Without any of their pictures, return all of the records exactly.

========

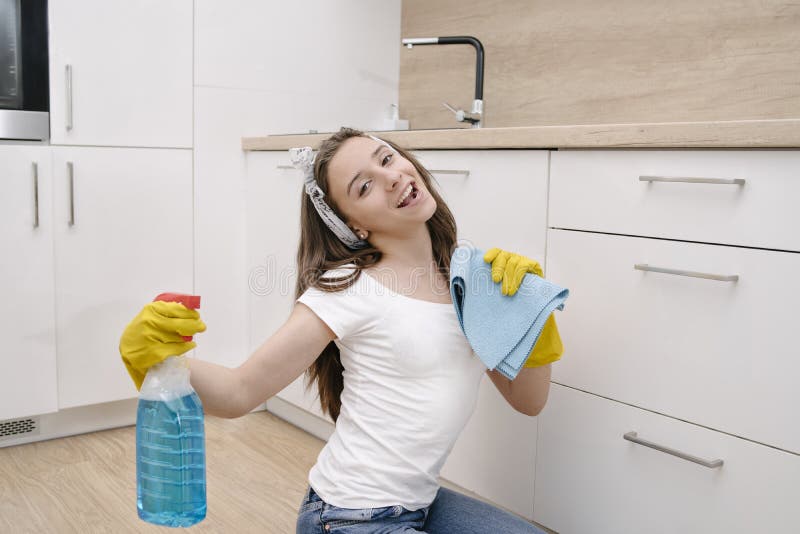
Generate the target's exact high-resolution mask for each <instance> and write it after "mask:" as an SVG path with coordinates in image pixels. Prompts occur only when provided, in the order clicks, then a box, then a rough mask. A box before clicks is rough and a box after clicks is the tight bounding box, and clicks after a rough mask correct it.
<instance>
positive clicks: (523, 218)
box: [414, 150, 549, 266]
mask: <svg viewBox="0 0 800 534" xmlns="http://www.w3.org/2000/svg"><path fill="white" fill-rule="evenodd" d="M414 154H415V155H416V156H417V157H418V158H419V159H420V161H421V163H422V164H423V166H424V167H425V168H427V169H428V170H430V171H431V172H432V174H433V178H434V180H435V182H436V184H437V186H438V187H439V190H440V193H441V194H442V197H443V198H444V200H445V202H447V205H448V206H449V207H450V210H451V211H452V212H453V215H454V216H455V218H456V224H457V225H458V238H459V243H460V244H463V245H471V246H474V247H476V248H479V249H482V250H488V249H490V248H492V247H499V248H502V249H505V250H510V251H513V252H518V253H520V254H525V255H526V256H529V257H531V258H534V259H535V260H537V261H539V263H541V264H542V266H544V255H545V240H546V228H547V172H548V171H547V167H548V161H549V152H548V151H546V150H419V151H415V152H414Z"/></svg>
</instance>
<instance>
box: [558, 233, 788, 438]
mask: <svg viewBox="0 0 800 534" xmlns="http://www.w3.org/2000/svg"><path fill="white" fill-rule="evenodd" d="M643 264H647V265H649V266H653V267H665V268H673V269H679V270H686V271H691V272H698V273H702V274H712V275H722V276H736V277H738V279H737V280H714V279H707V278H696V277H691V276H682V275H679V274H670V273H660V272H648V271H642V270H637V269H636V268H635V266H637V265H639V266H641V265H643ZM587 266H591V267H590V268H587ZM797 272H800V254H794V253H785V252H775V251H769V250H758V249H752V248H741V247H730V246H721V245H710V244H703V243H686V242H681V241H671V240H664V239H651V238H641V237H629V236H615V235H608V234H602V233H592V232H571V231H566V230H551V231H550V239H549V244H548V274H549V275H550V276H551V277H552V278H553V280H554V281H558V282H559V283H562V284H564V285H565V286H566V287H569V289H570V292H571V298H570V302H569V304H568V305H567V306H565V308H564V311H563V312H562V314H561V316H560V318H561V319H562V320H561V321H560V322H559V328H560V331H561V335H562V337H563V338H564V339H568V340H570V341H569V343H565V346H566V347H567V351H568V354H566V355H565V357H564V358H563V359H562V360H561V361H560V362H558V363H557V364H554V366H553V378H552V379H553V380H554V381H556V382H559V383H561V384H564V385H567V386H571V387H575V388H578V389H581V390H584V391H589V392H592V393H596V394H598V395H602V396H605V397H609V398H613V399H616V400H619V401H622V402H626V403H630V404H634V405H636V406H640V407H643V408H647V409H649V410H653V411H656V412H659V413H663V414H667V415H671V416H674V417H678V418H679V419H683V420H686V421H691V422H694V423H697V424H701V425H704V426H708V427H711V428H714V429H717V430H722V431H725V432H729V433H732V434H735V435H738V436H747V437H749V438H751V439H754V440H757V441H759V442H762V443H766V444H769V445H773V446H776V447H780V448H783V449H787V450H792V451H795V452H800V428H798V426H797V425H793V424H776V422H779V421H783V422H785V423H788V422H789V421H791V420H792V419H793V418H794V415H793V413H794V407H795V406H798V405H800V390H798V389H797V388H796V387H795V383H796V381H797V377H798V376H800V358H798V357H797V354H798V350H797V347H796V346H795V342H794V317H795V316H796V314H795V313H794V312H793V309H794V303H795V302H796V301H797V300H798V298H800V284H798V283H797V282H793V279H794V278H795V276H796V274H795V273H797ZM765 414H770V415H769V417H765V416H764V415H765Z"/></svg>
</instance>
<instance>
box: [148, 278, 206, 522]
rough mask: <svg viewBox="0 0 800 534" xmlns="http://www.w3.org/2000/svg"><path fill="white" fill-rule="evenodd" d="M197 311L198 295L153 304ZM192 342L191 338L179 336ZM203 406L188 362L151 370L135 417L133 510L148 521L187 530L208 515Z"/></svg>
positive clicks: (169, 357)
mask: <svg viewBox="0 0 800 534" xmlns="http://www.w3.org/2000/svg"><path fill="white" fill-rule="evenodd" d="M157 300H162V301H167V302H180V303H181V304H183V305H184V306H186V307H187V308H189V309H197V308H199V307H200V297H199V296H195V295H184V294H179V293H162V294H160V295H158V296H157V297H156V298H155V299H154V301H157ZM183 339H184V340H185V341H191V340H192V337H191V336H183ZM205 451H206V448H205V426H204V420H203V405H202V404H201V402H200V398H199V397H198V396H197V393H196V392H195V391H194V389H193V388H192V386H191V384H190V383H189V362H188V361H187V360H186V357H185V356H183V355H179V356H170V357H168V358H166V359H165V360H164V361H163V362H161V363H159V364H157V365H154V366H153V367H151V368H150V369H149V370H148V372H147V375H146V376H145V379H144V382H143V383H142V388H141V390H140V393H139V408H138V411H137V414H136V506H137V508H138V513H139V517H140V518H141V519H143V520H145V521H148V522H150V523H154V524H157V525H166V526H171V527H188V526H191V525H194V524H195V523H198V522H200V521H202V520H203V519H204V518H205V516H206V452H205Z"/></svg>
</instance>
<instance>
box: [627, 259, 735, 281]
mask: <svg viewBox="0 0 800 534" xmlns="http://www.w3.org/2000/svg"><path fill="white" fill-rule="evenodd" d="M633 268H634V269H637V270H639V271H650V272H653V273H665V274H677V275H679V276H691V277H692V278H705V279H707V280H719V281H720V282H737V281H738V280H739V275H738V274H709V273H699V272H696V271H684V270H683V269H667V268H666V267H653V266H652V265H648V264H646V263H637V264H635V265H634V266H633Z"/></svg>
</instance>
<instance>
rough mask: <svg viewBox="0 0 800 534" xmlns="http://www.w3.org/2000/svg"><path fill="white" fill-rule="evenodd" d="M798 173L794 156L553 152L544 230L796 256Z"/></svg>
mask: <svg viewBox="0 0 800 534" xmlns="http://www.w3.org/2000/svg"><path fill="white" fill-rule="evenodd" d="M799 168H800V151H797V150H782V149H776V150H558V151H555V152H553V157H552V166H551V183H550V188H551V197H550V220H549V225H550V226H551V227H553V228H564V229H570V230H585V231H592V232H605V233H613V234H624V235H639V236H650V237H658V238H666V239H680V240H688V241H698V242H702V243H719V244H726V245H736V246H748V247H759V248H768V249H776V250H791V251H800V233H798V232H797V231H796V229H797V228H798V227H800V212H798V211H797V210H796V209H795V206H794V199H796V198H798V197H800V180H798V179H797V178H798V176H797V170H798V169H799ZM684 180H685V181H684Z"/></svg>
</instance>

========

> [Exercise result]
Generate the target's exact high-resolution mask for each <instance> and write it after "mask:" as an SVG path with coordinates in image pixels. Prompts occur only when provided, in the order clicks, then a box, then a rough mask. A box before clicks is rough and a box after clicks is the tight bounding box, and clicks after a rough mask correct it.
<instance>
positive clicks: (523, 218)
box: [414, 150, 549, 266]
mask: <svg viewBox="0 0 800 534" xmlns="http://www.w3.org/2000/svg"><path fill="white" fill-rule="evenodd" d="M414 154H415V155H416V156H417V157H418V158H419V159H420V161H421V163H422V164H423V166H424V167H425V168H427V169H428V170H430V171H431V172H432V174H433V178H434V180H435V182H436V184H437V186H438V187H439V190H440V193H441V194H442V197H443V198H444V200H445V202H447V205H448V206H449V207H450V210H451V211H452V212H453V215H454V216H455V218H456V224H457V225H458V238H459V243H460V244H463V245H471V246H474V247H476V248H479V249H482V250H488V249H490V248H492V247H499V248H502V249H505V250H510V251H513V252H518V253H520V254H525V255H526V256H529V257H531V258H534V259H535V260H537V261H539V263H541V264H542V266H544V255H545V240H546V228H547V172H548V171H547V167H548V161H549V152H548V151H546V150H419V151H415V152H414Z"/></svg>
</instance>
<instance>
box: [558, 233, 788, 438]
mask: <svg viewBox="0 0 800 534" xmlns="http://www.w3.org/2000/svg"><path fill="white" fill-rule="evenodd" d="M643 264H647V265H649V266H653V267H665V268H673V269H679V270H686V271H691V272H698V273H702V274H712V275H722V276H736V277H738V279H737V280H714V279H707V278H696V277H691V276H682V275H679V274H670V273H660V272H648V271H642V270H637V269H636V268H635V266H637V265H639V266H641V265H643ZM587 266H591V267H590V268H587ZM797 272H800V254H794V253H785V252H775V251H769V250H758V249H752V248H741V247H730V246H721V245H710V244H703V243H686V242H681V241H671V240H664V239H651V238H641V237H629V236H615V235H608V234H602V233H592V232H571V231H566V230H551V231H550V239H549V244H548V274H549V275H550V276H551V277H552V278H553V280H554V281H558V282H559V283H562V284H564V285H565V286H566V287H569V289H570V292H571V298H570V302H569V304H568V305H567V306H565V308H564V311H563V312H562V314H561V316H560V318H561V319H562V320H561V321H560V322H559V328H560V331H561V335H562V337H563V338H564V339H568V340H570V341H569V343H565V346H566V347H567V351H568V354H566V355H565V357H564V358H563V359H562V360H561V361H560V362H558V363H557V364H554V366H553V378H552V379H553V380H554V381H556V382H559V383H561V384H564V385H567V386H571V387H575V388H578V389H581V390H584V391H589V392H592V393H596V394H598V395H602V396H605V397H609V398H613V399H616V400H619V401H622V402H626V403H630V404H634V405H636V406H640V407H643V408H647V409H649V410H653V411H656V412H659V413H663V414H667V415H671V416H674V417H678V418H679V419H683V420H686V421H691V422H694V423H697V424H701V425H704V426H708V427H711V428H714V429H717V430H722V431H725V432H729V433H732V434H735V435H738V436H747V437H749V438H751V439H754V440H757V441H759V442H762V443H766V444H769V445H773V446H776V447H780V448H783V449H787V450H792V451H795V452H800V428H798V426H797V425H793V424H776V422H779V421H783V422H785V423H788V422H789V421H791V420H792V419H793V418H794V415H793V413H794V407H795V406H798V405H800V390H798V389H797V388H796V387H795V383H796V381H797V377H798V376H800V358H798V357H797V354H798V350H797V347H796V346H795V342H794V317H795V316H796V314H795V313H794V312H793V309H794V303H795V302H796V301H797V300H798V298H800V284H798V283H797V282H793V279H794V278H795V276H796V274H795V273H797ZM765 414H770V415H769V417H765V416H764V415H765Z"/></svg>
</instance>
<instance>
box: [148, 278, 206, 522]
rough mask: <svg viewBox="0 0 800 534" xmlns="http://www.w3.org/2000/svg"><path fill="white" fill-rule="evenodd" d="M197 311L198 295L153 304ZM192 342L191 338L179 336ZM203 406L188 362L151 370L135 417L133 510L148 521L187 530L208 515Z"/></svg>
positive clicks: (169, 357)
mask: <svg viewBox="0 0 800 534" xmlns="http://www.w3.org/2000/svg"><path fill="white" fill-rule="evenodd" d="M157 300H162V301H167V302H180V303H181V304H183V305H184V306H186V307H187V308H189V309H197V308H199V307H200V297H199V296H195V295H184V294H179V293H162V294H160V295H158V296H157V297H156V298H155V299H154V301H157ZM183 339H184V340H185V341H191V340H192V337H191V336H183ZM205 451H206V448H205V426H204V420H203V405H202V404H201V402H200V398H199V397H198V396H197V393H196V392H195V391H194V389H193V388H192V386H191V384H190V383H189V362H188V361H187V360H186V357H185V356H183V355H179V356H170V357H168V358H166V359H165V360H164V361H163V362H161V363H159V364H157V365H154V366H153V367H151V368H150V369H149V370H148V372H147V375H146V376H145V379H144V382H143V383H142V388H141V390H140V393H139V408H138V411H137V414H136V506H137V508H138V513H139V517H140V518H141V519H143V520H145V521H148V522H150V523H154V524H157V525H166V526H171V527H188V526H191V525H194V524H195V523H198V522H200V521H202V520H203V519H204V518H205V516H206V452H205Z"/></svg>
</instance>
<instance>
box: [627, 259, 735, 281]
mask: <svg viewBox="0 0 800 534" xmlns="http://www.w3.org/2000/svg"><path fill="white" fill-rule="evenodd" d="M633 268H634V269H637V270H639V271H650V272H653V273H665V274H677V275H679V276H691V277H692V278H705V279H707V280H719V281H720V282H737V281H738V280H739V275H738V274H709V273H699V272H696V271H684V270H683V269H667V268H666V267H653V266H652V265H648V264H646V263H637V264H635V265H634V266H633Z"/></svg>
</instance>
<instance>
rough mask: <svg viewBox="0 0 800 534" xmlns="http://www.w3.org/2000/svg"><path fill="white" fill-rule="evenodd" d="M798 173L794 156L553 152L544 230L796 256Z"/></svg>
mask: <svg viewBox="0 0 800 534" xmlns="http://www.w3.org/2000/svg"><path fill="white" fill-rule="evenodd" d="M799 168H800V151H797V150H782V149H776V150H558V151H555V152H553V157H552V166H551V183H550V188H551V197H550V220H549V225H550V226H551V227H553V228H564V229H570V230H585V231H592V232H605V233H613V234H624V235H639V236H650V237H658V238H666V239H680V240H688V241H698V242H702V243H719V244H726V245H736V246H748V247H759V248H768V249H776V250H791V251H800V233H798V232H797V231H796V229H797V228H798V227H800V212H798V211H797V210H796V209H795V206H794V199H796V198H798V197H800V180H798V179H797V178H798V176H797V170H798V169H799ZM684 180H685V181H684Z"/></svg>
</instance>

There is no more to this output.